● **Text block**:
******************************

While police go in with all their weapons available, practicing using the weapons is only a small part of the simulation.

“A lot of people think it’s all about shooting. It’s not,” Munger said. “It’s about how to handle a situation.”

Inside the Simulator

Last week, the WPD put the officers through the training, and they even allowed yours truly, Watertown News editor Charlie Breitrose, to take it for a spin.

For the simulation to begin, you must load the magazine and cock the pistol. Then you suddenly find yourself in a hairy situation. During first simulation I went through, I found myself in the hallway of a school with someone telling me a young man was threatening a group of students in the library.

The camera moves quickly into the library and I see a teen holding a knife and yelling at three people. I think about what to do and tell him to put down the knife in a stern but calm voice. He doesn’t comply the first time and turns toward me. I tell him to let the people go and to put down his weapon. This time he puts the knife down and says. “OK. OK.” The situation ended without a shot fired.

Watertown Police

Watertown Police Firearms Instructor Rick Munger, right, gives tips to Watertown News Editor Charlie Breitrose in the WPD’s firearm training simulator.

Fire arms instructor and Watertown Police Officer Charles Samios sits at a laptop during the simulation and controls the action. It’s like a “choose your adventure” book, where what happens next depends on your decision.

Samios said that because I spoke to the knife wielding man in a tough but calm way he had the suspect drop the knife. However, sometimes he takes it another way, even if the officer says the right things. Sometimes the kid with the knife stabs another student, or he might turn and come at the person in the simulator.

The simulator also records where the weapon is pointing. When a shot is fired it marks it and shows if it is a hit, a wound or even a kill shot. Munger tells me that I had my pistol pointed down, but if you are within 21 feet of someone with a knife your gun should be pointed at the suspect.

“He could rush and stab you before you have time to bring up your gun, aim and fire,” Munger said.

In the second scenario I’m back in a school and find a students bleeding on the ground after being shot in the shoulder. I move past him and then into a room where a young man is standing over an older man while point a gun at the man. I tell the man to put the gun down but he just keeps yelling at the man. Again, I tell him he must put the gun down, but he shoots the man. I fire at the man and he turns and fires back at me.

After the simulation ends Samios replayed a recording of the scenario to show what happened.

“When you replay it you pick up things you did not pick up the first time around,” Samios said.

******************************

● **Extracted entries**:
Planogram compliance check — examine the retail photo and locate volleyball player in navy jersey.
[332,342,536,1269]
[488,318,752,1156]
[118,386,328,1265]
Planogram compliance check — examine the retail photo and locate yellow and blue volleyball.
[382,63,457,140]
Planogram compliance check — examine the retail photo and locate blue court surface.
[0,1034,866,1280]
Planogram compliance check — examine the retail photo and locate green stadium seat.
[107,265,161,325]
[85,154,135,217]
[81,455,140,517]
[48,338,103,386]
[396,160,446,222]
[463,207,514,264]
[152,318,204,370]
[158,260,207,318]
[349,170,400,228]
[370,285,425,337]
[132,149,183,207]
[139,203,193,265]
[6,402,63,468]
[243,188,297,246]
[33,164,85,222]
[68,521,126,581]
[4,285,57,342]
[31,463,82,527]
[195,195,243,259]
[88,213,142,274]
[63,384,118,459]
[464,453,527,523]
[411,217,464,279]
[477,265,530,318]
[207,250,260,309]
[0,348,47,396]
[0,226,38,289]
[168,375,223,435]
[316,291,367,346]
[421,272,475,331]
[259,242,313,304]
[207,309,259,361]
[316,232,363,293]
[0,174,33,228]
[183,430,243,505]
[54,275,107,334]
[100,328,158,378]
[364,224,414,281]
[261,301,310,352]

******************************

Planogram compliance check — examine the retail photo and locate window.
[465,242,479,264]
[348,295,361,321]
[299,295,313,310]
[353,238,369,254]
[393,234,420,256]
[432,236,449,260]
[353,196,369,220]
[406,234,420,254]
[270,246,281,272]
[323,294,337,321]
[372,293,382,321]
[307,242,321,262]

******************************

● **Activities**:
1. According to the police simulator article, who sits at a laptop and controls the action during the simulation?
2. Return the passage of the police simulator article that opens with the words containing "Fire arms instructor" and closes with "at the suspect.".
The entries come from a source separate from the police simulator article.

● **Exercise answers**:
1. Firearms instructor and Watertown Police Officer Charles Samios.

2.
Fire arms instructor and Watertown Police Officer Charles Samios sits at a laptop during the simulation and controls the action. It’s like a “choose your adventure” book, where what happens next depends on your decision.

Samios said that because I spoke to the knife wielding man in a tough but calm way he had the suspect drop the knife. However, sometimes he takes it another way, even if the officer says the right things. Sometimes the kid with the knife stabs another student, or he might turn and come at the person in the simulator.

The simulator also records where the weapon is pointing. When a shot is fired it marks it and shows if it is a hit, a wound or even a kill shot. Munger tells me that I had my pistol pointed down, but if you are within 21 feet of someone with a knife your gun should be pointed at the suspect.